Short task -
Format every line of the records below as a JSON list of strings, with one string per line and any blank lines omitted.

Stored records -
☆ ☆ ☆ ☆ ☆ ☆ ☆

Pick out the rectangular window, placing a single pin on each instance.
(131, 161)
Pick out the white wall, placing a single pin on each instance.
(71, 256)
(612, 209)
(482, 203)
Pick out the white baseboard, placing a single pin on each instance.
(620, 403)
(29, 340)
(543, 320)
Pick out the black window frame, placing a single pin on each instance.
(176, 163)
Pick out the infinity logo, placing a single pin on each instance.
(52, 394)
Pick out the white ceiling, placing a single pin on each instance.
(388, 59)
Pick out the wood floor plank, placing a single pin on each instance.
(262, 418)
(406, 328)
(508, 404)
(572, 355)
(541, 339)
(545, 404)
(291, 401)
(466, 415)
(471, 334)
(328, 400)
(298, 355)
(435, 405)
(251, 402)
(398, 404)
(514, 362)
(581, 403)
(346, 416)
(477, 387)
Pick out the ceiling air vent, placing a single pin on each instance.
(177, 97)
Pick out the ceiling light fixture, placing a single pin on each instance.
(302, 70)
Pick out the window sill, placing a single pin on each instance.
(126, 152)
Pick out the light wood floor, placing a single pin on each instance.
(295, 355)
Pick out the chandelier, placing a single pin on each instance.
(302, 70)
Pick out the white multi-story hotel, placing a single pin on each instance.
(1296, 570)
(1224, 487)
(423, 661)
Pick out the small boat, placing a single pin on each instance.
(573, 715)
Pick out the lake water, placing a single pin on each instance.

☆ ☆ ☆ ☆ ☆ ☆ ☆

Reply to the exercise -
[
  "Pick out the rectangular window, placing a single pin on each instance.",
  "(131, 161)",
  "Pick out the white wall, placing a single pin on each instance.",
  "(71, 256)",
  "(612, 209)",
  "(482, 203)",
  "Pick out the white baseboard, placing a single pin on each instance.",
  "(620, 403)",
  "(29, 340)",
  "(543, 320)",
  "Pick out the black window frame, placing a single pin on each instance.",
  "(176, 163)",
  "Pick out the infinity logo, placing a single pin on each instance.",
  "(52, 394)",
  "Pick out the white ceiling, placing a single pin on each instance.",
  "(388, 59)",
  "Pick out the wood floor plank, placing a single pin on each instance.",
  "(262, 418)",
  "(406, 328)",
  "(508, 404)",
  "(572, 355)",
  "(541, 339)",
  "(545, 404)",
  "(291, 401)",
  "(466, 415)",
  "(471, 334)",
  "(328, 400)",
  "(298, 355)",
  "(435, 405)",
  "(251, 402)",
  "(398, 404)",
  "(514, 362)",
  "(581, 403)",
  "(346, 416)",
  "(477, 387)",
  "Pick out the ceiling air vent, placing a single pin on each instance.",
  "(177, 97)",
  "Pick out the ceiling light fixture, placing a single pin on each instance.",
  "(302, 70)",
  "Pick out the window sill, placing a single pin on each instance.",
  "(126, 152)",
  "Pick out the light wood floor, placing a single pin on each instance.",
  "(295, 355)",
  "Pick out the chandelier, placing a single pin on each instance.",
  "(302, 70)",
  "Pick out the white multi-story hotel, placing a single pin on each instance.",
  "(1296, 570)",
  "(1224, 487)",
  "(423, 661)",
  "Pick out the small boat, placing a single pin on each instance.",
  "(573, 715)",
  "Pick out the lake water, placing a single pin on each instance."
]